In the entries, update everything from the line containing "Seedling-scouting request: tag the window" down to the line containing "(1326, 498)" by changing "iron railing" to "metal railing", leaving all else unchanged. Return only those lines.

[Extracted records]

========================

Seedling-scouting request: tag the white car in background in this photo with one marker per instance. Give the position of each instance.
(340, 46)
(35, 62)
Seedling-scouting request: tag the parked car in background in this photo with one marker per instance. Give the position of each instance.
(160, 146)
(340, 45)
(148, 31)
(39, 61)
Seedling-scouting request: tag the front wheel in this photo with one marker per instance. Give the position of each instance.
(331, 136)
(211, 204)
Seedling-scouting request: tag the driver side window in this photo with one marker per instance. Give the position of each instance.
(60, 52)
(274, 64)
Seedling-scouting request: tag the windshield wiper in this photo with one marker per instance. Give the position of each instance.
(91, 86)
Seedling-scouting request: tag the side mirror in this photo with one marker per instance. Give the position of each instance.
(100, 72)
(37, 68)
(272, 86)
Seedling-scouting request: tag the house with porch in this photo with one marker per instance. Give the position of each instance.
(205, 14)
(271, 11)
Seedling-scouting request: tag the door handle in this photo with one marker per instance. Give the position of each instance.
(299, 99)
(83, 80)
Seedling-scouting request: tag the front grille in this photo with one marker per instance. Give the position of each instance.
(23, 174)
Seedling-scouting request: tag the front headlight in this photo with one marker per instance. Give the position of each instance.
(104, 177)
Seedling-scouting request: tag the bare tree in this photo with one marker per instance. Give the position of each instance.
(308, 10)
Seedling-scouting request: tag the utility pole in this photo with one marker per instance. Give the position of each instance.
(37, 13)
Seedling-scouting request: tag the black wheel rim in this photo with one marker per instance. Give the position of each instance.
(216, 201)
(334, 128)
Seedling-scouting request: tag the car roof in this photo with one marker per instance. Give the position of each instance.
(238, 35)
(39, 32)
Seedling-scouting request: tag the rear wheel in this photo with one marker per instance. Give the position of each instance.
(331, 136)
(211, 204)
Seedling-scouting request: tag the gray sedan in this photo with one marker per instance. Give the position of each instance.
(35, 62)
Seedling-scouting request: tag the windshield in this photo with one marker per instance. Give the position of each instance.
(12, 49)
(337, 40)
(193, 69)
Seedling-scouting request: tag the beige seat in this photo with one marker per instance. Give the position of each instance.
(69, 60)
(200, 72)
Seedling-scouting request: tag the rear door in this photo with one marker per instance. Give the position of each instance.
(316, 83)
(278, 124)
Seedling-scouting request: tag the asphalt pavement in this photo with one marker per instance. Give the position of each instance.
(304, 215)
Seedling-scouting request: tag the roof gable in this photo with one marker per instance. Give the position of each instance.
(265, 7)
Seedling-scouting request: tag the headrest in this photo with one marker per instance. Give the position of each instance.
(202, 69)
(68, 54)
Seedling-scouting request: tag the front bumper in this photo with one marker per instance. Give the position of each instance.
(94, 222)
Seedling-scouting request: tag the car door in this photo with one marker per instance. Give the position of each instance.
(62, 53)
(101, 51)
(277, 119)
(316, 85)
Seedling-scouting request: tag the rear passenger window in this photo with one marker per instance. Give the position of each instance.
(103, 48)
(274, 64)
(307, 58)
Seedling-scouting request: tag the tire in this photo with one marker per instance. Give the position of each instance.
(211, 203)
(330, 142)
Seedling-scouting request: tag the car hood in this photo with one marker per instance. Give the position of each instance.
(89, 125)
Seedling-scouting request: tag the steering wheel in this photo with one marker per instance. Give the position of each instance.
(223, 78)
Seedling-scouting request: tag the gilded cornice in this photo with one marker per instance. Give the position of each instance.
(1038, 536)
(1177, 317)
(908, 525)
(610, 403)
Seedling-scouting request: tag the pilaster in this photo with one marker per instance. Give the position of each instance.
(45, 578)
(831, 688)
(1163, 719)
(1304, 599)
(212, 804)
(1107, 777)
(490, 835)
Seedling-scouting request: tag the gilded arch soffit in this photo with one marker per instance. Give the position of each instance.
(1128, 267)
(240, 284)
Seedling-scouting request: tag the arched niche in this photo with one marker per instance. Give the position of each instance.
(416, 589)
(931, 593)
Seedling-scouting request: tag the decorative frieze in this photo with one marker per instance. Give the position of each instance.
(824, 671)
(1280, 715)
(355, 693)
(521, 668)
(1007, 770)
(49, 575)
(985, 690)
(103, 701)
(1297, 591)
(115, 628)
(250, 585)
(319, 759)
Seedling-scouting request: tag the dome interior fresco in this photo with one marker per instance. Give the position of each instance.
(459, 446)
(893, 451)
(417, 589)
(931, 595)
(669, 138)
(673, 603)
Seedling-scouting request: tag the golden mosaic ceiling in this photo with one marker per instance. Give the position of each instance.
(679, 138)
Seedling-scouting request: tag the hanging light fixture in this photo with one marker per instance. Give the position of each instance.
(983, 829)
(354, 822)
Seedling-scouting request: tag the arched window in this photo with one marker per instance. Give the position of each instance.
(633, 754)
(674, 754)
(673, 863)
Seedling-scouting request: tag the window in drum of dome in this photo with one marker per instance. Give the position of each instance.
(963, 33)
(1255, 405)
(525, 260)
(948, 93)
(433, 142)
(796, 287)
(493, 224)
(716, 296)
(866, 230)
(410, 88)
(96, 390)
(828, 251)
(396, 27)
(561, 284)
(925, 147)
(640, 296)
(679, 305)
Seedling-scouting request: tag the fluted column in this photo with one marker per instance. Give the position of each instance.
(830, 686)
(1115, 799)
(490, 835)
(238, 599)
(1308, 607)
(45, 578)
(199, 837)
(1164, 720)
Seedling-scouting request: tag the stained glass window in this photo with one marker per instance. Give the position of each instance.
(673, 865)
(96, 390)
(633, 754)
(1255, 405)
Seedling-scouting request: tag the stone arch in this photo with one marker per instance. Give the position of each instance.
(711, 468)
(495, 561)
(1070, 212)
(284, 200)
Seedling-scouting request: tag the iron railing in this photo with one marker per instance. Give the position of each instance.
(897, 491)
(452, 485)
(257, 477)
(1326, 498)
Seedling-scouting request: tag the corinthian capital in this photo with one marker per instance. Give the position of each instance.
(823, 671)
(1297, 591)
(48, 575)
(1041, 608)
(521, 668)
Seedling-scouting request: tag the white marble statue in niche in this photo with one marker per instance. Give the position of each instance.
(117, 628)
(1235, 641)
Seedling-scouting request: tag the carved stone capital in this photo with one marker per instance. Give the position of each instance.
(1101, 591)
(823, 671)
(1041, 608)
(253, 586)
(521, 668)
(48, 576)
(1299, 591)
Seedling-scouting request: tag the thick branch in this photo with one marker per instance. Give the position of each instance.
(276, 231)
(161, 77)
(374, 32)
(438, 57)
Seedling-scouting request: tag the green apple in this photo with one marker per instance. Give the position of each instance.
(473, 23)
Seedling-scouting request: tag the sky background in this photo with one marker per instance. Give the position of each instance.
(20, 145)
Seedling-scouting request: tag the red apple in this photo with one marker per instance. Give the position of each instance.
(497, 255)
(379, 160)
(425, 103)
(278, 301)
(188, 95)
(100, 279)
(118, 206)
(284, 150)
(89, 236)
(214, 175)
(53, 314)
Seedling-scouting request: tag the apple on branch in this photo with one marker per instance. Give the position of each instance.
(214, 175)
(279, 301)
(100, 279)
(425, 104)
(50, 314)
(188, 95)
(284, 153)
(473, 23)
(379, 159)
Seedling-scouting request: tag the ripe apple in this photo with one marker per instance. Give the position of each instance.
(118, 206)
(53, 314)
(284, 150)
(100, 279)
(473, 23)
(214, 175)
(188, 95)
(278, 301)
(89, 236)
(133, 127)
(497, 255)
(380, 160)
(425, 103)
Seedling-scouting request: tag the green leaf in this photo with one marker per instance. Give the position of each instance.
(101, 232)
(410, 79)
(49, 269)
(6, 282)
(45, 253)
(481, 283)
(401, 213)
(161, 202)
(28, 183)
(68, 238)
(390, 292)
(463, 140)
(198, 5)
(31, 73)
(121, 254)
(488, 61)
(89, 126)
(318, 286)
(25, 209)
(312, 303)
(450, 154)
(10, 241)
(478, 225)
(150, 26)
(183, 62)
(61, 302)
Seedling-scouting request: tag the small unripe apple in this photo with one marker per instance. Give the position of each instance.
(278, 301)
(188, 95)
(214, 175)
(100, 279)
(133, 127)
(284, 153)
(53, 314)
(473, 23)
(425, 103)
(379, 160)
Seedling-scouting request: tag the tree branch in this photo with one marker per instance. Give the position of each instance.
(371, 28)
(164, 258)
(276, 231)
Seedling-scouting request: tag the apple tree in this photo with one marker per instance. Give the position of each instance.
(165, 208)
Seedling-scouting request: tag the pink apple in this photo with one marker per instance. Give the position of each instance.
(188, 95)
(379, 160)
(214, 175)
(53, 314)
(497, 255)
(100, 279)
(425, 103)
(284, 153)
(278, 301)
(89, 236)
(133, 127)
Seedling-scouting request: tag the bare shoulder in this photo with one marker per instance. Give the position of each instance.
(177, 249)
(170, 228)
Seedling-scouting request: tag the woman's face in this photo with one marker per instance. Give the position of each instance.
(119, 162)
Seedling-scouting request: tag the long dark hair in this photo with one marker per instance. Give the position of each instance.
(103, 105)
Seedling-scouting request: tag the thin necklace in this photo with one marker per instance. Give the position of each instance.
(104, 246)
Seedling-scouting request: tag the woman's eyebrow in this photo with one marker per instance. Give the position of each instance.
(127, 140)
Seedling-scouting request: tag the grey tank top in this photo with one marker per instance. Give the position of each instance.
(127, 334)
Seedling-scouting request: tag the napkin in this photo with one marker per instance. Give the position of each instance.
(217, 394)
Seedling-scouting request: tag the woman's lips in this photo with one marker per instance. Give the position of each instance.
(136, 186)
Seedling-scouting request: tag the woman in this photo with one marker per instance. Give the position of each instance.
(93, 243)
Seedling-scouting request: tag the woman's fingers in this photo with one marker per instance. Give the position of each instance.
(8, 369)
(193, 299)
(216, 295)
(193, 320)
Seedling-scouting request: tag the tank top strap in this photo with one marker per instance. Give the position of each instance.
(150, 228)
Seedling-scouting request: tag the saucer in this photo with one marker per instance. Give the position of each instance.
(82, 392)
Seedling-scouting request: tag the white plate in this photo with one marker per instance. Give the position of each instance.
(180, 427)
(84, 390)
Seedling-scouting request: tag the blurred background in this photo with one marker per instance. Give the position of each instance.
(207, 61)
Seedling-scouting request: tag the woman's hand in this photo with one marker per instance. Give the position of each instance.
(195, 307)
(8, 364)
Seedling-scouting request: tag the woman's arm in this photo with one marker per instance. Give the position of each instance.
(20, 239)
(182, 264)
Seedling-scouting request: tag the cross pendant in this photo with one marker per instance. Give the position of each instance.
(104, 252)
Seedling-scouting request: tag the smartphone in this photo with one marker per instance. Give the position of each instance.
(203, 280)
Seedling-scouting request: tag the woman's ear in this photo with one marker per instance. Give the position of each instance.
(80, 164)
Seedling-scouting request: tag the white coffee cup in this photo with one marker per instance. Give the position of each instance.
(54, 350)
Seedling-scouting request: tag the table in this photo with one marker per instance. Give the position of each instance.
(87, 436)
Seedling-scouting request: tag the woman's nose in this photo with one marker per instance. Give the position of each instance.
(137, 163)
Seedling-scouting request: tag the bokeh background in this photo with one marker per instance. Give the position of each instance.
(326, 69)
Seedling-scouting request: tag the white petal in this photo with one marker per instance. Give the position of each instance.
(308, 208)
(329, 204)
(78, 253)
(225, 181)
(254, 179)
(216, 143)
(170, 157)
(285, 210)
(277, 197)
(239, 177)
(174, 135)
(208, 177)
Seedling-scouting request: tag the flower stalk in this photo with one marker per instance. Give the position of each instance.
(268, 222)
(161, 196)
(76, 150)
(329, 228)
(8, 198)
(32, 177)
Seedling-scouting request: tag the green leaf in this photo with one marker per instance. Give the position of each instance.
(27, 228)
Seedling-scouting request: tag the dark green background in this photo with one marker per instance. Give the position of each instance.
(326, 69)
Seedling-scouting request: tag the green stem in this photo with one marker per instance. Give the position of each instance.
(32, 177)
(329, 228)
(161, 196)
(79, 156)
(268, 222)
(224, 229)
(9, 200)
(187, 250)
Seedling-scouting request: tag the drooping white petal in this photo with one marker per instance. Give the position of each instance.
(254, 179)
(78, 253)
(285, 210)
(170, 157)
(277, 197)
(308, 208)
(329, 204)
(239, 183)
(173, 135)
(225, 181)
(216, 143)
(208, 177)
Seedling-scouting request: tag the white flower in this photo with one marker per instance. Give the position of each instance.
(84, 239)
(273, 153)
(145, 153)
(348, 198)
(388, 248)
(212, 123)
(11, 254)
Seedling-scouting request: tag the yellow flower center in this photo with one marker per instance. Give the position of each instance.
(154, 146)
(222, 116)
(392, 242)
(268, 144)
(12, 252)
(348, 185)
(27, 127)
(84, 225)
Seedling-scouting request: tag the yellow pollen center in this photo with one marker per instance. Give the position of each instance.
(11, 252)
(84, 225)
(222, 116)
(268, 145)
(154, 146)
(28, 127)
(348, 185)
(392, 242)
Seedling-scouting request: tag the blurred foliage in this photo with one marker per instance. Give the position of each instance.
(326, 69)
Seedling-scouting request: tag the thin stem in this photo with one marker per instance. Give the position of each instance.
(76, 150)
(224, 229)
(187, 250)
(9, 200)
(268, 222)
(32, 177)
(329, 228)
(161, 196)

========================

# OUTPUT
Seedling-scouting request: tag the window in drum of dome in this photo with one marker per instance. Give the position of each instance.
(963, 33)
(1255, 405)
(525, 260)
(948, 93)
(433, 142)
(796, 287)
(493, 224)
(716, 296)
(866, 230)
(410, 88)
(96, 390)
(828, 251)
(396, 27)
(561, 284)
(925, 147)
(640, 296)
(679, 305)
Seedling-scouting request: tag the fluted column in this photo with one marker per instance. Give the position of each instance.
(830, 686)
(1115, 799)
(490, 835)
(238, 599)
(1308, 607)
(45, 578)
(199, 837)
(1164, 720)
Seedling-scouting request: tag the stained glass window in this photo with one marker per instance. Give the position of each instance.
(673, 865)
(96, 390)
(633, 754)
(1255, 405)
Seedling-scouting request: tag the stone arch in this photo with one marker per instance. Give the position of each instance.
(711, 468)
(495, 561)
(1070, 212)
(284, 200)
Seedling-scouting request: tag the metal railing in this photo with one marker per instance. Give the position of each instance.
(897, 491)
(452, 485)
(257, 477)
(1326, 498)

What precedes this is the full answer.